__INSTRUCTIONS FOR THE TASK__: Reproduce exactly, from the line containing "Where can the dark sunglasses", every line down to the end of the data below.

__INPUT DATA__:
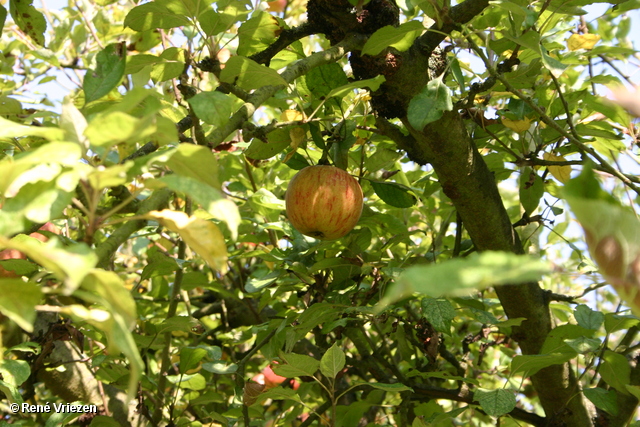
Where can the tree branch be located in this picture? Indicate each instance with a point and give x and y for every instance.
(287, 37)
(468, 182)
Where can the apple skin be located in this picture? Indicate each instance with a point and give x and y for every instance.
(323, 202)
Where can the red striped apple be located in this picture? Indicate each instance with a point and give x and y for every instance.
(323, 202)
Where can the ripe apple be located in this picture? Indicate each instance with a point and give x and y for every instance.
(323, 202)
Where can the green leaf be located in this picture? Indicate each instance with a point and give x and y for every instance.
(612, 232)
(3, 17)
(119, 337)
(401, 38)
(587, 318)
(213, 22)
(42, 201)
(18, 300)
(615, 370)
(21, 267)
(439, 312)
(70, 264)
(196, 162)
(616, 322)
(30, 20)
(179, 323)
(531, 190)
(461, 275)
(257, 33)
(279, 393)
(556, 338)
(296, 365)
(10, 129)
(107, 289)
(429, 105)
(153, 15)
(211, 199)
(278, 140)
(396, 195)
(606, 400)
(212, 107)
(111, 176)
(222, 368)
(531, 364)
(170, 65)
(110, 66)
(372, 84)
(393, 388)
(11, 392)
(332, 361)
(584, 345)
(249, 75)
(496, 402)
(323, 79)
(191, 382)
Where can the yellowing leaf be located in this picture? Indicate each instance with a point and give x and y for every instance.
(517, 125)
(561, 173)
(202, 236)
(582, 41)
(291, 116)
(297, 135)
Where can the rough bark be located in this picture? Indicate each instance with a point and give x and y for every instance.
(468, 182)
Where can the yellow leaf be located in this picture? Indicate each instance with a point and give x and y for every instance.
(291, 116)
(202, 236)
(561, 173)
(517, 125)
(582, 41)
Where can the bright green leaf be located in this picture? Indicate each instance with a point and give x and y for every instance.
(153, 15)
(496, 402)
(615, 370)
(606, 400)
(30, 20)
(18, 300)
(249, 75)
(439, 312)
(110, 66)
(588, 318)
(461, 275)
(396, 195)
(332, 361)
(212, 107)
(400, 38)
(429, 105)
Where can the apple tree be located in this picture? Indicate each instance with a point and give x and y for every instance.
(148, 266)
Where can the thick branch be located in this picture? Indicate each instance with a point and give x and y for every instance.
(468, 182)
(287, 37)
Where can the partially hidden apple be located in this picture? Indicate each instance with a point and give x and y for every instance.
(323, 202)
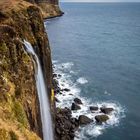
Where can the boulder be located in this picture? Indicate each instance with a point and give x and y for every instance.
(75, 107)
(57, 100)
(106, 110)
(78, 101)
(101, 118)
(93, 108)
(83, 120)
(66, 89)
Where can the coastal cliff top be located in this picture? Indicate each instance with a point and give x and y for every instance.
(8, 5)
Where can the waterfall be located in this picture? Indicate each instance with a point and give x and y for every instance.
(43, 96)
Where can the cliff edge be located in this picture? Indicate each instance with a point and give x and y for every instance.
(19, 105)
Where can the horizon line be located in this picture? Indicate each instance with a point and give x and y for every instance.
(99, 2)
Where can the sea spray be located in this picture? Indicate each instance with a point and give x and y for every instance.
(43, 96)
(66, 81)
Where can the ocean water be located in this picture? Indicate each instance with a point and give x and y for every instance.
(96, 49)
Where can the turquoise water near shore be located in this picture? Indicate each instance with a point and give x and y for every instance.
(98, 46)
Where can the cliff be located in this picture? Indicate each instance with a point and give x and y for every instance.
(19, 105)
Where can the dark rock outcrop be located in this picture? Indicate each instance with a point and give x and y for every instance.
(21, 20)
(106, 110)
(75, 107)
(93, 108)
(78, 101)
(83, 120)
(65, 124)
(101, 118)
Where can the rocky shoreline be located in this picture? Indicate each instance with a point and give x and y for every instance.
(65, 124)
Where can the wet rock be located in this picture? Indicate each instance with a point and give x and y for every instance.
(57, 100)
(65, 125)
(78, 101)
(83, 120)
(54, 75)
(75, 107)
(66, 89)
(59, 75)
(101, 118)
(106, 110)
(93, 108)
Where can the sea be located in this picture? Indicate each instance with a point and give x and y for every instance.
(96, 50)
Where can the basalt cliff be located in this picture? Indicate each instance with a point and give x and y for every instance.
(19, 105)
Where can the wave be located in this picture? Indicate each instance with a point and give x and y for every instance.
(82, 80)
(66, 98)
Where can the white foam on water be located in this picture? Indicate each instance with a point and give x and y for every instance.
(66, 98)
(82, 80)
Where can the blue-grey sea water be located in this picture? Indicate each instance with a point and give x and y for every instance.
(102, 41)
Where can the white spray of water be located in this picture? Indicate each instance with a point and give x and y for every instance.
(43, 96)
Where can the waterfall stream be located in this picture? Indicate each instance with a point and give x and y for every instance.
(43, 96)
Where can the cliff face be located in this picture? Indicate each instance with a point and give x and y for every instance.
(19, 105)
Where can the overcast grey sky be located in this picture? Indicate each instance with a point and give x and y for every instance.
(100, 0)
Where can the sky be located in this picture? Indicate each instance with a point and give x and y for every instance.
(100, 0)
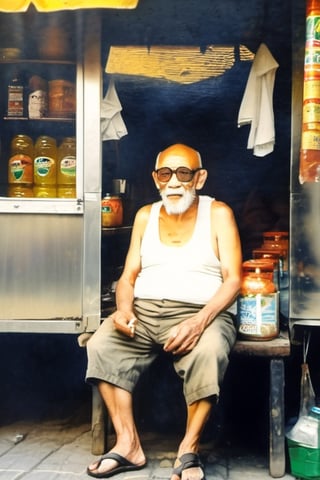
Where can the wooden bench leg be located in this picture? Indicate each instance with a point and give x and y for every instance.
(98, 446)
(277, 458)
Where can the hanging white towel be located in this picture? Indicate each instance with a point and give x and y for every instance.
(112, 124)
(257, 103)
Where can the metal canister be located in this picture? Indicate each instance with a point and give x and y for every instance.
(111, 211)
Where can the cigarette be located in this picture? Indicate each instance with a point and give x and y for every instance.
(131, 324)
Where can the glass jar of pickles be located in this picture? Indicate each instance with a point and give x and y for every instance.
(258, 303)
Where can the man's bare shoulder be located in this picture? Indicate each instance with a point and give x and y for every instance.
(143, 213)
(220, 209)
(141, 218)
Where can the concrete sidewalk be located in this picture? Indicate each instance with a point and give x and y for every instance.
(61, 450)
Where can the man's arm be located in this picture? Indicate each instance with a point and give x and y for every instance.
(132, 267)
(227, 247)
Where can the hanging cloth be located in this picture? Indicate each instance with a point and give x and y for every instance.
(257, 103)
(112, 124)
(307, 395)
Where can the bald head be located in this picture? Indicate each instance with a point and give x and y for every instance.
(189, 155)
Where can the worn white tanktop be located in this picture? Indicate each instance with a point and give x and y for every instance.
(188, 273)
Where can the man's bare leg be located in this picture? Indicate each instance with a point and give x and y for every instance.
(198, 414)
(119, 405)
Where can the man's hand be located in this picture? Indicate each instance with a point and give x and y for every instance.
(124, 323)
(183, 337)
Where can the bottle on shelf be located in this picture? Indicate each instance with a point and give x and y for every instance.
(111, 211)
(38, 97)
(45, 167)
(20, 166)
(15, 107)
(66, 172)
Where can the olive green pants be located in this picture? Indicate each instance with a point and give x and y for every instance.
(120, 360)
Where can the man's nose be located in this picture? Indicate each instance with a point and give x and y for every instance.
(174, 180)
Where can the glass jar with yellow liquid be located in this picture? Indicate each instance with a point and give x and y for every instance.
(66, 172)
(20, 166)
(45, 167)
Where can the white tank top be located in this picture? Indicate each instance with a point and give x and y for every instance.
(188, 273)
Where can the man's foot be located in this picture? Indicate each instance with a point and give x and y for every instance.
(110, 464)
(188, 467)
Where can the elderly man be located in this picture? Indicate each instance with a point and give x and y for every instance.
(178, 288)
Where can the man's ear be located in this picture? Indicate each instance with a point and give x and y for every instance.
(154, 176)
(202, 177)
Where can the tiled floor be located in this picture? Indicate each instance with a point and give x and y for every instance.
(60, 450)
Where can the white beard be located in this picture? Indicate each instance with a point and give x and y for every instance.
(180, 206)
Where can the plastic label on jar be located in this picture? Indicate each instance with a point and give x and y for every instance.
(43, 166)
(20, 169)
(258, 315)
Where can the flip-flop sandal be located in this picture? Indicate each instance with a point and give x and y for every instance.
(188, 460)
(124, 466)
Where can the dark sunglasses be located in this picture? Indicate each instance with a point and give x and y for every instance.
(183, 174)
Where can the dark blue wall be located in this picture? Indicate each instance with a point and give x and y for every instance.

__THE COMPLETED TASK__:
Where can the dark sunglasses be located in this picture? Indicate each instance with a point and give x and y for every instance.
(183, 174)
Where can the dark blue wall be located in this picture? Indicate each instance with a point and give x and y for every instance.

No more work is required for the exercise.